> **Exercise**: Reproduce word for word the stretch of the protein passage below from "Protein requirements are" through "need 53-56g daily.".

> **Exercise passage**:
----

Protein: Are you getting enough?
Nutrition information labels display information about protein. However of the three macronutrients in food - protein, fat and carbohydrates - protein may be the one most of us know least about.
How much protein do you need to stay healthy? What’s the best source of protein?
Protein requirements are complicated because the amount we need changes with age. The Recommended Nutrient Intake (RNI - which has replaced the RDAs, or Recommended Daily Amounts), advises the following daily intakes:
- 1-3 year olds need about 14.5 grams
- 4-6 year olds need 19.7g
- 7-10 year olds need 28.3g
- 11-14 year old males need 42.1g
- 11-14 year old females need 41.2g
- 15 - 18 year old males need 55.2g
- 15 – 18 year old females need 45.0g
- Men between 19 and 50 years old need 55.5g
- Women between 19 and 50 years old need 45.0g
- Men 51 years old or above need 53.3g
- Women 51 years old or above need 46.5g
Two important exceptions are pregnant women, who need 51g of protein a day and breast-feeding women, who need 53-56g daily.
Another way to count protein requirements is as a percentage of calories. If you are eating a balanced diet, you should get about 15% of your calories from protein.
Are you getting enough protein?
Most people in the UK get more than enough protein in their diet. Good sources of protein are poultry, lean meat and fish. However, vegetarians who don’t eat these foods need to be more careful about making sure they get enough protein. Here are some good vegetarian sources of protein:
- Milk and dairy products (a cheese sandwich made with white bread has about 17g protein, while a 150ml (5fl oz) glass of semi-skimmed milk has about 5g
- Eggs (one average hen’s egg has about 6g protein)
- Pulses such as beans, chickpeas and lentils (just 3 tablespoons of cooked lentils provides 9g protein)
- Soya products including tofu, miso and soya drinks (100g (3½ oz) tofu has about 23.5g protein)
- Nuts and seeds
- Wheat proteins such as bread and rice (1 slice wholemeal bread has about 3g protein)

----

> **Data section**:
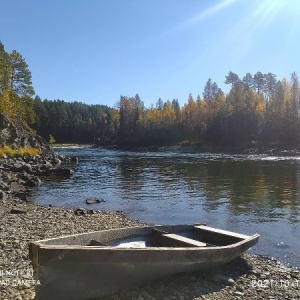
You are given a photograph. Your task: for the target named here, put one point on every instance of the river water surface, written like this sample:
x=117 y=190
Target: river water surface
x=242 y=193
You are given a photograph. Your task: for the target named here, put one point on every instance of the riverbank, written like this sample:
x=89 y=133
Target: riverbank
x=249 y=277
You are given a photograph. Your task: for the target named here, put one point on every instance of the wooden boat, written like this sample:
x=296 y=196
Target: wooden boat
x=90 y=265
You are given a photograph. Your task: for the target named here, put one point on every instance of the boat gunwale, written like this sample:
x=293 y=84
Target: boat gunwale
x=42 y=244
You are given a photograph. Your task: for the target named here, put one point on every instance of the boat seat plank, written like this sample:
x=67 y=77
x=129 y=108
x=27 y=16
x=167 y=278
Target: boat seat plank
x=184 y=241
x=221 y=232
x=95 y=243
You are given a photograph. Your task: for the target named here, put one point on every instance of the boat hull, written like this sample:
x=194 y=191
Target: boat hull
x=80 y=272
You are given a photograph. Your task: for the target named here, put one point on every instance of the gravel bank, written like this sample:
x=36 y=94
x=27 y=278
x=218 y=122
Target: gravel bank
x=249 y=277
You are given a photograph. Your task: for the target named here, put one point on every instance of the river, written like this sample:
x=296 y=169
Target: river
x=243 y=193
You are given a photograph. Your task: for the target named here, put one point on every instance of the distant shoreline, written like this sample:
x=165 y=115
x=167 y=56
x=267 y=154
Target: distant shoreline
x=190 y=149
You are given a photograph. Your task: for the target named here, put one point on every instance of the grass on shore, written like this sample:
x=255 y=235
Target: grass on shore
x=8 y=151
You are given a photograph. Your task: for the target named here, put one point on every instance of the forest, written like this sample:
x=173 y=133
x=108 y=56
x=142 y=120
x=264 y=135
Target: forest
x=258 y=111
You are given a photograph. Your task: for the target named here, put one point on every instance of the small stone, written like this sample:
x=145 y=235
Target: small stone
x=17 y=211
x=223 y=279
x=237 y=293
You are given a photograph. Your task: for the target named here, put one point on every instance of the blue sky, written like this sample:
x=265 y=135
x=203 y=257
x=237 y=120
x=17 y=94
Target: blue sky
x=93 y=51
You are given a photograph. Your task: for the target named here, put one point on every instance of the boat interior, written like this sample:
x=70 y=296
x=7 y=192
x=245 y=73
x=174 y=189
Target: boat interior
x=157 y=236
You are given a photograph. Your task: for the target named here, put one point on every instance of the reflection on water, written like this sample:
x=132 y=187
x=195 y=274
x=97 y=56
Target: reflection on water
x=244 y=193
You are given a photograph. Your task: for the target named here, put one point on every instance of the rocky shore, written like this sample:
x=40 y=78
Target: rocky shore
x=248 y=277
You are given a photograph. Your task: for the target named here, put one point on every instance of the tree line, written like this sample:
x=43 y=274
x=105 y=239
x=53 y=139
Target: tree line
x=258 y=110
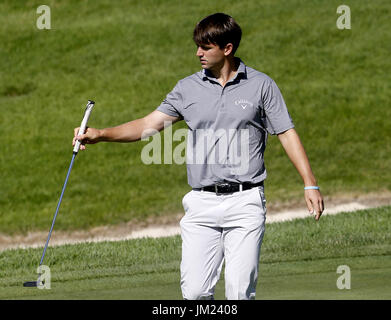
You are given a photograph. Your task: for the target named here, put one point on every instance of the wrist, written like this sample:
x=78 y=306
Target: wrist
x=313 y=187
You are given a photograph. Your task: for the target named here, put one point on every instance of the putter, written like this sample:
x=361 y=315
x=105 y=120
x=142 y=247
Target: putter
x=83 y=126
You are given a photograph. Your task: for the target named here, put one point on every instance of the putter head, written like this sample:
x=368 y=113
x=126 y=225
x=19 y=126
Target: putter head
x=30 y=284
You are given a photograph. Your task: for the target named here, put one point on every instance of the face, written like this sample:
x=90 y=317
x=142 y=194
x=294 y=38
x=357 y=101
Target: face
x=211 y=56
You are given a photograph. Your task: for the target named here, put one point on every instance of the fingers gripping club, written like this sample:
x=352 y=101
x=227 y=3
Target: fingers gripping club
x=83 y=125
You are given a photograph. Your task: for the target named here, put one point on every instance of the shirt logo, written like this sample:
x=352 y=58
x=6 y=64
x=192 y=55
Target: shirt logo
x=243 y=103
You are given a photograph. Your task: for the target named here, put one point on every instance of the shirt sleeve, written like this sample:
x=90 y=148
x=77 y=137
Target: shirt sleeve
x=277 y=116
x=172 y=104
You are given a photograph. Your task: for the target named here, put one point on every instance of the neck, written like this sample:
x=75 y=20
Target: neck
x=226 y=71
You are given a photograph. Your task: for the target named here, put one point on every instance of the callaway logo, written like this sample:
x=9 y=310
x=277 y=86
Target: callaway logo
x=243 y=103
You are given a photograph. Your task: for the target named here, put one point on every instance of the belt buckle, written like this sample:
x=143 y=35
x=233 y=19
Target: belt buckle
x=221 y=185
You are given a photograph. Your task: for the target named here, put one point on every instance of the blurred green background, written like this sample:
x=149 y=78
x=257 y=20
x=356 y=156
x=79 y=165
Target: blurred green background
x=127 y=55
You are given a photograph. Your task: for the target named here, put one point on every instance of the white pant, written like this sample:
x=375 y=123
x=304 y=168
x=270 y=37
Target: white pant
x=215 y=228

----

> **Answer space**:
Protein requirements are complicated because the amount we need changes with age. The Recommended Nutrient Intake (RNI - which has replaced the RDAs, or Recommended Daily Amounts), advises the following daily intakes:
- 1-3 year olds need about 14.5 grams
- 4-6 year olds need 19.7g
- 7-10 year olds need 28.3g
- 11-14 year old males need 42.1g
- 11-14 year old females need 41.2g
- 15 - 18 year old males need 55.2g
- 15 – 18 year old females need 45.0g
- Men between 19 and 50 years old need 55.5g
- Women between 19 and 50 years old need 45.0g
- Men 51 years old or above need 53.3g
- Women 51 years old or above need 46.5g
Two important exceptions are pregnant women, who need 51g of protein a day and breast-feeding women, who need 53-56g daily.